[DATA FOR ANALYSIS]

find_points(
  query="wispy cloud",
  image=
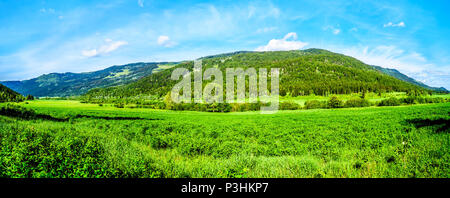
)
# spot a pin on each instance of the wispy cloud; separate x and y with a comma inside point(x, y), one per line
point(165, 41)
point(141, 3)
point(266, 29)
point(390, 24)
point(333, 30)
point(283, 44)
point(108, 47)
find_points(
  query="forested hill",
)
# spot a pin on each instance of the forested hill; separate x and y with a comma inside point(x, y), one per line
point(8, 95)
point(71, 84)
point(303, 72)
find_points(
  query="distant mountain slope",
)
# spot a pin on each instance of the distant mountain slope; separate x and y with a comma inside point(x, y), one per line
point(395, 73)
point(303, 72)
point(71, 84)
point(8, 95)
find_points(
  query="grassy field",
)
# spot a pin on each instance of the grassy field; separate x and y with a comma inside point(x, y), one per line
point(86, 140)
point(372, 97)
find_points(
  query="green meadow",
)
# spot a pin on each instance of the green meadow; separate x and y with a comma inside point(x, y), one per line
point(63, 138)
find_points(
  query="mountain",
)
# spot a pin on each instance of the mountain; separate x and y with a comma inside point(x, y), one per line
point(395, 73)
point(72, 84)
point(302, 72)
point(8, 95)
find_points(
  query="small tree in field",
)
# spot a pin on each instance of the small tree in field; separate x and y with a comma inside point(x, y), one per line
point(334, 102)
point(30, 97)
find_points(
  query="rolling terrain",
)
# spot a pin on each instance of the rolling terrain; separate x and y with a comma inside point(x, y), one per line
point(73, 84)
point(303, 72)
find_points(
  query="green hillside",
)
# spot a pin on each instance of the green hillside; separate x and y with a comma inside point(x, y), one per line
point(395, 73)
point(8, 95)
point(303, 72)
point(71, 84)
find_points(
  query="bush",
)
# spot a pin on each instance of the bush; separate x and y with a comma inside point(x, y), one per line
point(334, 102)
point(289, 106)
point(357, 102)
point(119, 105)
point(17, 111)
point(390, 102)
point(315, 104)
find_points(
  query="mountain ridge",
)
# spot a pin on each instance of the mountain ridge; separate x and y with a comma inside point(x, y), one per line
point(73, 84)
point(302, 72)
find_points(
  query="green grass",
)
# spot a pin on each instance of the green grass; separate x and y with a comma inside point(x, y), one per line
point(94, 141)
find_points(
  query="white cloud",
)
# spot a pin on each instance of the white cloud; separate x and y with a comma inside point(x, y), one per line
point(390, 24)
point(336, 31)
point(283, 44)
point(141, 3)
point(165, 41)
point(47, 10)
point(108, 47)
point(266, 29)
point(333, 30)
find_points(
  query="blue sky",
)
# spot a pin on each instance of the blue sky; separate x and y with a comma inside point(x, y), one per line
point(39, 37)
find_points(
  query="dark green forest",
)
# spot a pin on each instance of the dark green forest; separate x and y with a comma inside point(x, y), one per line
point(8, 95)
point(303, 72)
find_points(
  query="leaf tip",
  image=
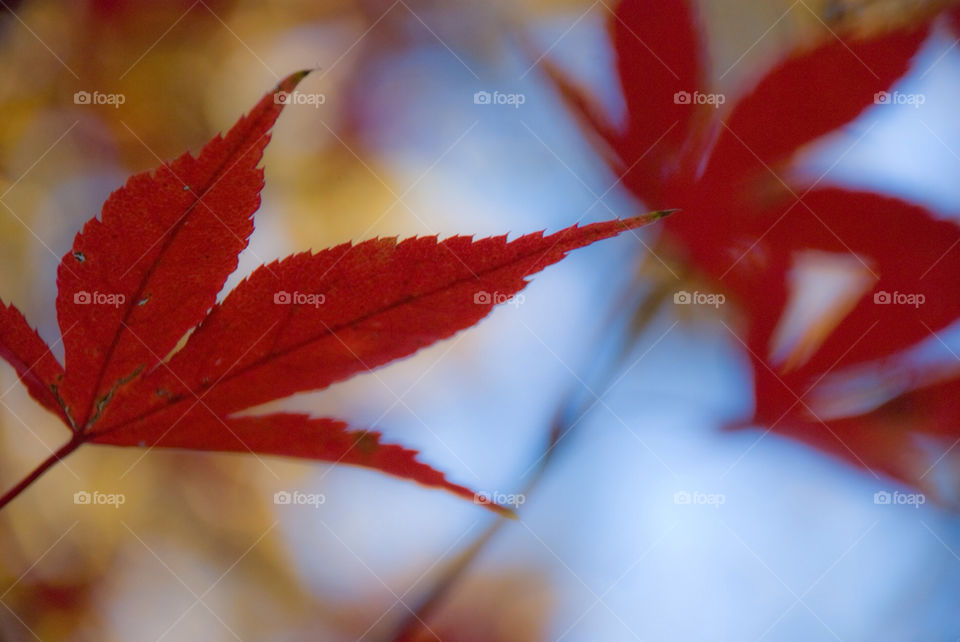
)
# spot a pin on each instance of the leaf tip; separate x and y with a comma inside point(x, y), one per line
point(659, 214)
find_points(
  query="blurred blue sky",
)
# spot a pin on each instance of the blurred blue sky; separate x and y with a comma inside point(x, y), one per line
point(797, 551)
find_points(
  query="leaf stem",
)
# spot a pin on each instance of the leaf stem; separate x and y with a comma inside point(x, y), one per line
point(35, 474)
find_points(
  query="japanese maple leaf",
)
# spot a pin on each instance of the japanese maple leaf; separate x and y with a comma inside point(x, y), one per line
point(147, 272)
point(749, 220)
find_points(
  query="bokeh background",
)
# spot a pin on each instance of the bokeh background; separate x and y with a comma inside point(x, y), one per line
point(602, 550)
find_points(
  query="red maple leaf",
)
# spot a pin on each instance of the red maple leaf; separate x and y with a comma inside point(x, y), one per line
point(147, 272)
point(748, 219)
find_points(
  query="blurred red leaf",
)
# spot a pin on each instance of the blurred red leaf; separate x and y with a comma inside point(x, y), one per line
point(748, 219)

[/DATA FOR ANALYSIS]

_EXERCISE_
Print all entries exactly, without images.

_SOLUTION TO THIS PROBLEM_
find_points(
  query="wispy cloud",
  image=
)
# spot a pin on each instance of the wispy cloud; separate x and y with a comma inside point(x, y), one per line
point(165, 41)
point(141, 3)
point(266, 29)
point(390, 24)
point(333, 30)
point(283, 44)
point(108, 47)
find_points(
  query="forested hill",
)
# spot a pin on each instance of the forested hill; separate x and y with a comma inside point(x, y), one per line
point(8, 95)
point(71, 84)
point(303, 72)
find_points(
  query="distant mountain slope",
)
# spot a pin on each instance of the distant mountain slope; separate x and y with a comma inside point(x, y), one per line
point(395, 73)
point(303, 72)
point(71, 84)
point(8, 95)
find_points(
  query="grassy field",
)
# spot a pin on each instance of the grassy field; separate x and y with a comma inside point(x, y), one per line
point(86, 140)
point(372, 97)
find_points(
  query="green meadow",
)
# spot a pin on each instance of the green meadow; separate x and y with a comma inside point(x, y), one per line
point(63, 138)
find_points(
  query="mountain",
)
# spot a pin on each instance of the mountain; separate x and y with a comma inside point(x, y), one per line
point(395, 73)
point(72, 84)
point(302, 72)
point(8, 95)
find_points(
  query="small tree in field",
)
# spot a pin on each instance of the small tree in field; separate x and y with a comma inside point(x, y), one per line
point(334, 102)
point(30, 97)
find_points(
  query="rolling terrain",
)
# spot a pin on each instance of the rolling terrain; separate x and y with a comma inside point(x, y), one per line
point(73, 84)
point(303, 72)
find_points(
  query="green hillside",
)
# spot a pin on each instance of the green hillside; separate x and y with a comma inside point(x, y), one per line
point(395, 73)
point(8, 95)
point(303, 72)
point(71, 84)
find_points(
  query="bush",
)
# spot a pin on each instance of the bush; separate x and y with a comma inside point(x, y), one per line
point(334, 102)
point(289, 106)
point(357, 102)
point(119, 105)
point(17, 111)
point(390, 102)
point(315, 104)
find_points(
  query="mountain ridge",
)
# spot a pin on each instance of the mountain ridge; separate x and y with a comma inside point(x, y), one per line
point(73, 84)
point(302, 72)
find_points(
  query="green grass",
)
# spot a pin on each instance of the green grass; separate x and y with a comma inside point(x, y), one per line
point(94, 141)
find_points(
  query="white cloud",
)
# spot a pin on each instance of the white cloud; separate x and y with a comma inside point(x, y), one per line
point(390, 24)
point(336, 31)
point(283, 44)
point(141, 3)
point(165, 41)
point(47, 10)
point(108, 47)
point(266, 29)
point(333, 30)
find_points(
  query="blue sky",
)
# spot a pin on each instance of the blue sky; separate x and y with a comma inside point(x, y), one per line
point(39, 37)
find_points(
  query="dark green forest",
)
# spot a pin on each instance of the dark green forest; separate x and y with a comma inside point(x, y), one per line
point(8, 95)
point(303, 72)
find_points(
  query="leaf tip",
  image=
)
# spot a pin on each instance of the leaf tip; separate x and y with a comma inside point(x, y), one per line
point(659, 214)
find_points(
  query="blurred blue sky",
)
# spot a pin on each instance of the blurred blue sky; separate x and y with a comma inside point(x, y), one per line
point(797, 551)
find_points(
  query="leaf stem",
)
# spot a pin on each instance of the leaf stem; separate x and y with a comma inside point(x, y), one per line
point(35, 474)
find_points(
  query="japanese maple leaf",
)
# spot a pin on each instance of the japanese maple leaf; separate x and y with a comma inside point(x, y), one per line
point(147, 272)
point(749, 220)
find_points(
  query="bokeh background",
)
# spot a pin on each instance of the bokeh background; separate x and y with a comma inside point(x, y), one per line
point(602, 550)
find_points(
  query="red maple leaf",
)
# spot a pin on each instance of the red maple leaf; separate x and y with a comma inside point(x, y), one per line
point(147, 272)
point(748, 219)
find_points(
  query="blurred red leaf",
)
# spot a pin on each instance of the blurred red leaf; separate x and y with a comma inside point(x, y), one per line
point(748, 219)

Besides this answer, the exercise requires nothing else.